What this exercise asks:
A) In the forum post below about neutral sound and upsampling, why does the quoted source say listeners prefer 96Khz recordings over 48Khz ones? Answer in one to three sentences.
B) Carry on the forum post below about neutral sound and upsampling, picking up right after its final sentence.

Selected text:
Neutrality is boring - is there something more going on, and can upsampling help?
May 5, 2015 at 9:20 AM Thread Starter Post #1 of 18

chongky

Head-Fier
Joined
Sep 27, 2014
Posts
86
Likes
36
Ever since I started this hobby I find there's a discrepancy between what is supposedly "neutral" and what is "warm, inviting and musical" sound. Almost everyone (let's be honest) prefers a warm sound and finds them more involving and fun than a cold, analytical, "neutral" sound. It was after I purchased a ODAC/O2 combo that I started to think more deeply about this question.
 
Technically, ODAC/O2 cannot be faulted. Ruler-flat frequency range within the audible range, great signal-to-noise ratio and VERY transparent. However, when I pair it up with a neutral pairs of cans like Soundmagic HP150, the effect is nice but a little dull. The mids are thin and emaciated, and although soundstage and imaging are good, it seems to vindicate the notion that "neutral" is boring.
 
Another neutral and supposedly "unmusical" pair of cans oft criticized by detractors is the Sennheiser HD800. Possibly the most resolving dynamic headphones around, but once paired with the O2 amp, they seem to highlight mutual weakness instead of complementing each other.
 
I often listen to classical music and it was only after purchasing a warmish pair of cans - the Philips Fidelio X2 - that I begin to engage more with the music. I've been thinking about this and would like to propose a hypothesis and an experiment to see if my hypothesis is correct.
 
How comes the science part. 
 
I strongly suspect this thinness has to do with interaural time delay. Both O2 amp and HD800 are so revealing that this shortcoming at the source is ruthlessly exposed. The sources for this are http://www.ambisonic.net/pdf/hiresaudio.pdf and http://www.jamminpower.com/PDF/New%20Audio%20Formats.pdf. To quote:
 
"If you put a pulse into one ear, then a pulse slightly delayed into the other ear, most people can hear a time delay of 15 microseconds or more. Under some circumstances, some people can hear time delays of 3 to 5 microseconds. Note that one sample at 48Khz is 20.833 microseconds. At 96Khz, it is 10.4167 microseconds. The minimal inter-aural (across the two ears) time delay that most people can hear is less than one sample period at 48Khz.
 
"When listening with both ears, everyone can distinguish 96Khz recordings from 48Khz recordings, and everyone prefers the 96Khz recordings...the reason being probably because some time-domain resolution between the left and right ear signals is more accurately preserved at 96Khz."
 
My instinct about this is just gut. At the risk of being ridiculed (for I'm no science guy, no engineer), I'm feeling curious enough. I am hoping someone would take the challenge and see whether this hypothesis might be correct.

Supplied information:
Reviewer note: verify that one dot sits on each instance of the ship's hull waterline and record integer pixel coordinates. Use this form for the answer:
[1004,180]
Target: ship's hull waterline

Exercise results:
A) The source says the reason is probably that some of the time-domain detail between the left and right ear signals is kept more accurately at 96Khz. Most people can hear a time delay between the ears that is shorter than one sample period at 48Khz.

B)
A warm pair of cans does "smear" the audibility of these interaural delays inherent in CDs (16-bit/44.1 Khz) so it becomes less offensive. I also suspect Charles Hansen of Ayre Audio has stumbled on something like this as his DACs upsample single-pass 16x oversampling. And this may be the same reason why DSD sounds good (although technically inferior to PCM) - some time-domain resolution is preserved better at higher sampling rates.
 
If my hypthesis is correct, then oversampling a CD quality file to 352.8 Khz would (somewhat) resolve this problem. (192 Khz - 5.208 microseconds; 353 Khz - 2.104 microseconds.)
 
My proposed experiment:
 
Take the HD800 and O2 amp, pair them together with a DAC with 352.8 Khz decoding capability. Using a software upsample a CD-source FLAC file to 352.8 Khz and listen to them. If my hypothesis is correct, the sound might become fuller, more analog owing to the fact that inter-aural time delay is drastically diminished.
 
I understand someone on the Science forum has done a blind test for DXD/CD on loudspeakers and can't distinguish them, but interaural time delays are most noticeable on headphones. For me, I don't have a DAC which upsamples to 352.8 Khz, neither do I own a HD800, so I can't conduct this experiment. I'm just curious to see if my proposal works.
 
Pardon my bad English. 
wink_face.gif
 
 
May 5, 2015 at 9:41 AM Post #2 of 18
ITD is a channel to channel thing at mid-range frequencies. It's about the lateral position of a sound. So if the ITD changes with time a musical instrument would seem to move from left to right.  But this is about mid-range frequencies, maybe 1000Hz and lower, so I'm not sure just how it could change with time.  Nor to I read about musical instruments moving from side to side.
 
May 5, 2015 at 9:53 AM Post #3 of 18
  "If you put a pulse into one ear, then a pulse slightly delayed into the other ear, most people can hear a time delay of 15 microseconds or more. Under some circumstances, some people can hear time delays of 3 to 5 microseconds. Note that one sample at 48Khz is 20.833 microseconds. At 96Khz, it is 10.4167 microseconds. The minimal inter-aural (across the two ears) time delay that most people can hear is less than one sample period at 48Khz.
 
"When listening with both ears, everyone can distinguish 96Khz recordings from 48Khz recordings, and everyone prefers the 96Khz recordings...the reason being probably because some time-domain resolution between the left and right ear signals is more accurately preserved at 96Khz."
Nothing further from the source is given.